§ Exercise
Reproduce the lines below verbatim, starting with the line that contains "Q: Identify one point on each instance of the gold" and ending with the final line, both included. Omit the pictures from your output.

§ Data shown
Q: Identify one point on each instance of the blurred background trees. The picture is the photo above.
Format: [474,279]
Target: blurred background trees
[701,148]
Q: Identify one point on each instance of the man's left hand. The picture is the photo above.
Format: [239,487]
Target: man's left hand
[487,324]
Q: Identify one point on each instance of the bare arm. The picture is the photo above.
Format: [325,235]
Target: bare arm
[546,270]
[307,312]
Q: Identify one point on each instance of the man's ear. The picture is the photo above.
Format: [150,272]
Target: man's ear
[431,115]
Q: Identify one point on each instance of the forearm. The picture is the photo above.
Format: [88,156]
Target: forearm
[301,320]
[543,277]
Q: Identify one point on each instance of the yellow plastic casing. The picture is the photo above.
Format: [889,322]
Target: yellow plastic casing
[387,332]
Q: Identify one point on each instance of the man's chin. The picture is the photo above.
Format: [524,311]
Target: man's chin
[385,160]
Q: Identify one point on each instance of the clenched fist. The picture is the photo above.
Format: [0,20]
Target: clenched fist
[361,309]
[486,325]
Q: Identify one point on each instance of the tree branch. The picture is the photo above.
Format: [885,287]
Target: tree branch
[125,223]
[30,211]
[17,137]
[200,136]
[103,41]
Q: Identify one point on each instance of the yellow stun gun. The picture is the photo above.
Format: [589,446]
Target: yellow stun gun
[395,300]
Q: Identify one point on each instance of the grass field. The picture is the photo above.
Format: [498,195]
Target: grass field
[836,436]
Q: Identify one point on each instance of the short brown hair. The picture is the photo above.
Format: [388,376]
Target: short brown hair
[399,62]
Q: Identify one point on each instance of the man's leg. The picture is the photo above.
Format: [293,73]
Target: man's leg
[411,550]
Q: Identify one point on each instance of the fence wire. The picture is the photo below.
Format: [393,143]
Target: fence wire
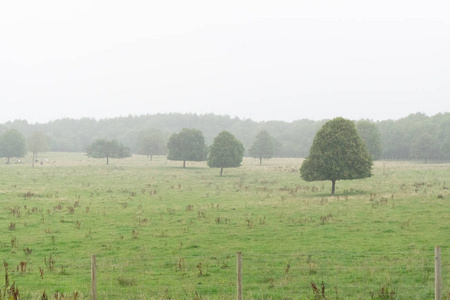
[376,275]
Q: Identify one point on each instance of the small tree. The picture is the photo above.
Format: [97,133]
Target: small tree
[102,148]
[12,144]
[188,145]
[225,152]
[150,142]
[263,147]
[37,143]
[337,153]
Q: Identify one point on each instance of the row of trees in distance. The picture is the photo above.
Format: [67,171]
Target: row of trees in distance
[338,151]
[416,136]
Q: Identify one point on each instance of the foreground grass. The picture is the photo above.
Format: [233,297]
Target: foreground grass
[161,231]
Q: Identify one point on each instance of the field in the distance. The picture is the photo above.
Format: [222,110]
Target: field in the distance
[163,232]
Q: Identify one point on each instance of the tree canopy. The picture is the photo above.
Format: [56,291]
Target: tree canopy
[187,145]
[263,147]
[12,144]
[225,152]
[103,148]
[337,153]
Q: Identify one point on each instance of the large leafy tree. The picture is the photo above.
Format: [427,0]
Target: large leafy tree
[370,136]
[37,142]
[225,152]
[187,145]
[103,148]
[337,153]
[12,144]
[263,147]
[151,142]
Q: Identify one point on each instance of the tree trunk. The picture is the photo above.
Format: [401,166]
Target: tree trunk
[333,186]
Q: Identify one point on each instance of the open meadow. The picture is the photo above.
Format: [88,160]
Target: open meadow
[163,232]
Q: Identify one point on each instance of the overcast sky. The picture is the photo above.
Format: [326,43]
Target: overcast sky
[263,60]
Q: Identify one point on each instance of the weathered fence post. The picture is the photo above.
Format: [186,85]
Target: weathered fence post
[93,278]
[239,275]
[437,273]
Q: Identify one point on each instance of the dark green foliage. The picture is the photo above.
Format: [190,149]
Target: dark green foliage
[188,145]
[263,147]
[12,144]
[225,152]
[370,135]
[107,148]
[295,138]
[337,153]
[151,142]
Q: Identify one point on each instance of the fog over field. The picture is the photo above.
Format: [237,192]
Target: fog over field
[262,60]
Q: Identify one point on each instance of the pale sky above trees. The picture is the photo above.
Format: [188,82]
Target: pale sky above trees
[264,60]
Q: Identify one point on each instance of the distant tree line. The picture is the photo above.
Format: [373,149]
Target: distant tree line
[416,136]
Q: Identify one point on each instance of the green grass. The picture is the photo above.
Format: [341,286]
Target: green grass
[160,231]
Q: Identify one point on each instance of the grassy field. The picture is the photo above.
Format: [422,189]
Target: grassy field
[163,232]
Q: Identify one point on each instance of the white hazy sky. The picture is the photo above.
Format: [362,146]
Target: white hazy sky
[264,60]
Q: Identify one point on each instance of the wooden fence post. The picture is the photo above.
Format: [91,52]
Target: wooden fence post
[239,275]
[93,278]
[437,273]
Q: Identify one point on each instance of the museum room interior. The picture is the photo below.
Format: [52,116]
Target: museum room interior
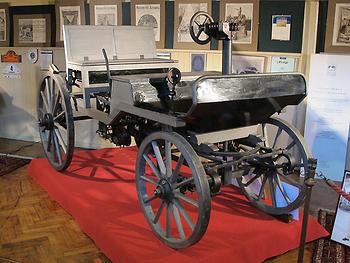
[174,130]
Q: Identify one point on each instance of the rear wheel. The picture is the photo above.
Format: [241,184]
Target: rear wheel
[276,191]
[55,118]
[173,190]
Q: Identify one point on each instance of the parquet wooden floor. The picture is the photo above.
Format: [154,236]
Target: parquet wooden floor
[35,229]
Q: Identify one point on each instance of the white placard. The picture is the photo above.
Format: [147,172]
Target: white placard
[328,113]
[106,15]
[32,30]
[281,27]
[69,15]
[149,15]
[45,59]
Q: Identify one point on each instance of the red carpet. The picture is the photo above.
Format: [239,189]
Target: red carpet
[99,191]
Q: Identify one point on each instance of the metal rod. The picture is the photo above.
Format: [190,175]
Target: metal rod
[227,57]
[310,182]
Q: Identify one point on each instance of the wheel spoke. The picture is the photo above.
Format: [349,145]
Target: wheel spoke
[289,180]
[58,116]
[186,199]
[184,213]
[184,182]
[159,212]
[168,220]
[149,180]
[281,188]
[290,145]
[278,133]
[149,199]
[177,168]
[272,191]
[151,164]
[49,141]
[178,222]
[46,105]
[168,159]
[261,192]
[57,149]
[159,158]
[60,139]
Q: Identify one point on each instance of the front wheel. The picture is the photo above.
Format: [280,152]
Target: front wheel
[277,191]
[172,189]
[55,119]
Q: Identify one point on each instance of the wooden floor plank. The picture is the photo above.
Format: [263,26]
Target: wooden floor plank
[34,228]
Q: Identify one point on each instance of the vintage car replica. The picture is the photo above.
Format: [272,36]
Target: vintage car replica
[195,131]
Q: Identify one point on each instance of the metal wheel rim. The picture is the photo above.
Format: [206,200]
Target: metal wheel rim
[59,145]
[298,141]
[195,35]
[202,189]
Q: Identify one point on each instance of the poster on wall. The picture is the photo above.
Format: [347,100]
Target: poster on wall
[282,64]
[247,64]
[341,228]
[341,29]
[242,15]
[69,15]
[32,30]
[149,15]
[2,25]
[106,15]
[328,113]
[281,27]
[198,62]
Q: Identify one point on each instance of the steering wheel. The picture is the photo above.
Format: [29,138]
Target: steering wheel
[197,28]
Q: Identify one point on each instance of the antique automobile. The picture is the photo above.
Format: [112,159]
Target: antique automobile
[194,131]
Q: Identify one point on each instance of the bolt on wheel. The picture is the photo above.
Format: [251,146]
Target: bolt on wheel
[172,189]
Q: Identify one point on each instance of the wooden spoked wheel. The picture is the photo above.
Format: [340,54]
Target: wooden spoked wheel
[173,189]
[55,118]
[277,191]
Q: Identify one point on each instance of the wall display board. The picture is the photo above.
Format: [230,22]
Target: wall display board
[198,62]
[32,26]
[105,12]
[282,64]
[247,64]
[32,30]
[338,26]
[184,10]
[68,12]
[150,13]
[328,113]
[4,25]
[246,15]
[270,9]
[341,228]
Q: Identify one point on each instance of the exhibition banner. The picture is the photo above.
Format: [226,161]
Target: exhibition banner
[328,113]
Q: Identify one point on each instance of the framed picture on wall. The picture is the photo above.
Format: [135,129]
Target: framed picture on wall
[247,64]
[198,62]
[4,25]
[246,16]
[105,12]
[184,10]
[338,27]
[68,12]
[150,13]
[32,30]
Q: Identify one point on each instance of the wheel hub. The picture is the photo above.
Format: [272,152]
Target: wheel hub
[164,190]
[47,122]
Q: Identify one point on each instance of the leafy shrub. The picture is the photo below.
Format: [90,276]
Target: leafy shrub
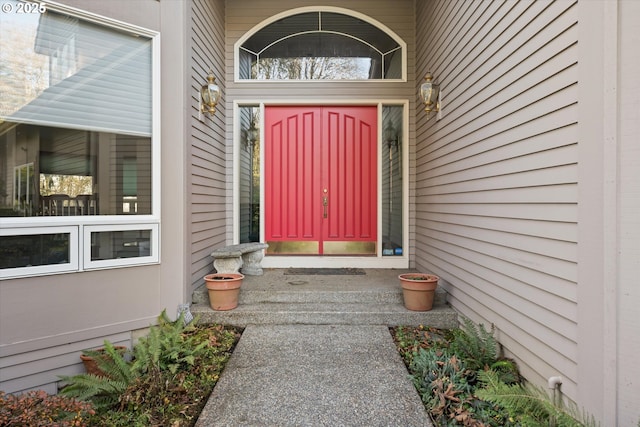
[477,346]
[530,405]
[103,391]
[174,368]
[39,409]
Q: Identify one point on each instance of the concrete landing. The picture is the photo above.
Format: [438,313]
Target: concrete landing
[315,375]
[277,298]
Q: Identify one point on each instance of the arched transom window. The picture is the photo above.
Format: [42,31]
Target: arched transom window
[321,45]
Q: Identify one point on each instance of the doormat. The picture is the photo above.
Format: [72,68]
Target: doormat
[324,271]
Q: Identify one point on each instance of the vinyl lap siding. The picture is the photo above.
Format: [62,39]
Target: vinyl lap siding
[208,151]
[496,177]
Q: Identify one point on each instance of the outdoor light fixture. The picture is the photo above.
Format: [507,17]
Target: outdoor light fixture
[429,92]
[209,95]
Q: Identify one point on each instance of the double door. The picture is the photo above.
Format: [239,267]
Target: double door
[321,180]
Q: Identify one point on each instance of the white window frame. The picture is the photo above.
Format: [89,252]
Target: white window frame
[154,249]
[45,269]
[83,225]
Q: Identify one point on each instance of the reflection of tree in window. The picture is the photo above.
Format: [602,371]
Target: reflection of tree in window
[320,46]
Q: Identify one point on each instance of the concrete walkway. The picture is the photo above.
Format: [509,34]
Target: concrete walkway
[315,375]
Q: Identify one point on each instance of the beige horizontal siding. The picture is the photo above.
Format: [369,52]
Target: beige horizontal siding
[40,369]
[208,151]
[496,178]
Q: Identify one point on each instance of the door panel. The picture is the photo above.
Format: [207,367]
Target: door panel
[321,180]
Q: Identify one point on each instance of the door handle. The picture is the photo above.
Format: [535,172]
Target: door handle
[325,203]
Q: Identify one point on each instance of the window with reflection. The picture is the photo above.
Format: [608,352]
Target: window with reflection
[320,46]
[392,203]
[66,172]
[249,220]
[76,139]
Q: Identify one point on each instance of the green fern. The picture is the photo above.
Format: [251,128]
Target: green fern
[532,406]
[475,345]
[103,391]
[168,346]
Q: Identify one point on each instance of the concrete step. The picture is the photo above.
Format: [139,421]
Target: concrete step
[300,294]
[441,316]
[374,298]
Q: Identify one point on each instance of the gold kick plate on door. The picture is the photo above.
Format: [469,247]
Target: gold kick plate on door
[325,203]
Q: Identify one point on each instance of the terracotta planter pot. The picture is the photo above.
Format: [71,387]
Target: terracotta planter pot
[90,364]
[224,289]
[418,290]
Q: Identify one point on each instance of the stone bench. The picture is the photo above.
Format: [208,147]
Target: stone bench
[245,256]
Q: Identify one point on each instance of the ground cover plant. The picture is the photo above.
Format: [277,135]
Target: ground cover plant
[464,381]
[164,381]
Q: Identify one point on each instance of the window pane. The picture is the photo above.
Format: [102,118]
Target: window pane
[33,250]
[47,171]
[249,175]
[392,203]
[63,71]
[320,46]
[120,244]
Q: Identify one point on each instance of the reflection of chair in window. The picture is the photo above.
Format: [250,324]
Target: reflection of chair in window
[57,204]
[86,204]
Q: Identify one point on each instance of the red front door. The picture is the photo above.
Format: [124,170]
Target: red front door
[321,180]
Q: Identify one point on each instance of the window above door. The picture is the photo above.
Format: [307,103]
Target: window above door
[331,44]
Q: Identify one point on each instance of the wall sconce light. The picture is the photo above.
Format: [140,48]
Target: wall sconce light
[429,92]
[209,95]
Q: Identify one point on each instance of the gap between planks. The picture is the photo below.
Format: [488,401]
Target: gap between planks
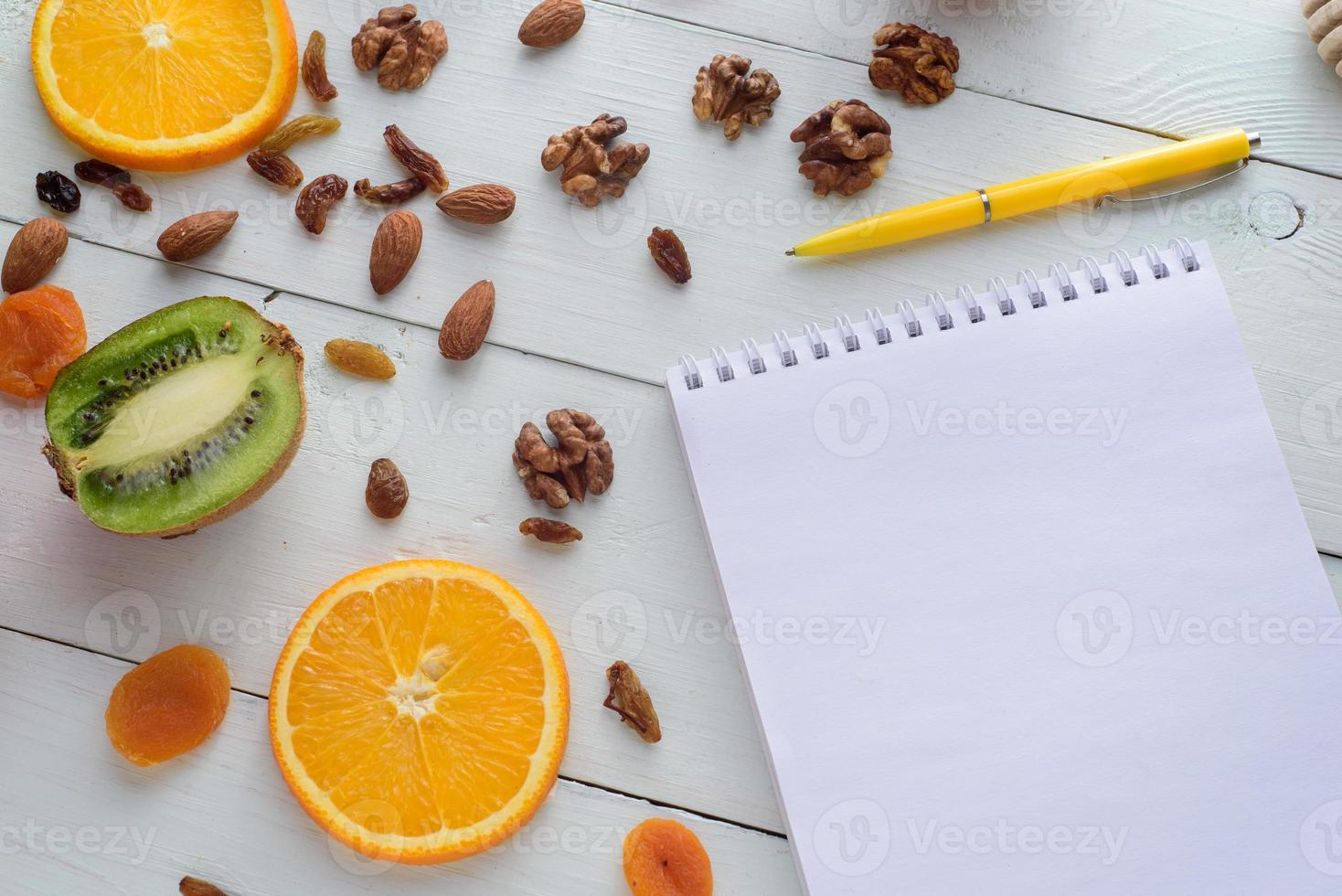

§ Exercise output
Q: Identify one point on each instance of the gold kick plate on door. The picture is the photo above.
Format: [469,247]
Target: gold kick plate on door
[325,203]
Q: Identify one point on each instance of the terracotta planter pot. The picture is the photo above.
Format: [71,387]
Target: terracotta planter pot
[90,364]
[224,289]
[418,290]
Q: Identify one point on each instance of the stone bench. The picture is the photo above.
Format: [208,147]
Target: stone bench
[245,256]
Q: Identify one point on each instance of the ground cover plant. The picture is the photo above.
Format: [277,135]
Target: ground cover plant
[464,381]
[164,381]
Q: Identify one point on each instance of the window pane. The picture is the photo above.
Format: [102,118]
Target: window pane
[33,250]
[47,171]
[249,175]
[392,203]
[63,71]
[320,46]
[120,244]
Q: Identify one point on each instance of the reflection of chair in window. The picture is the photo above.
Format: [250,324]
Target: reflection of chair in window
[57,204]
[86,204]
Q: Identify one point on each instance of the red front door. The picture is the photo above.
Format: [124,170]
Target: red front door
[321,180]
Q: Identify one point on each instance of the window above door. The picture is the photo above.
Format: [307,103]
Target: window above door
[331,44]
Q: Identify one point on each instance of the wall sconce light. The picture is the photo above.
Format: [140,48]
Target: wall sconce light
[429,92]
[209,95]
Q: Identify one point on each instance of the gap between planks. The picture is the photo below.
Format: [488,401]
Target: gap between planks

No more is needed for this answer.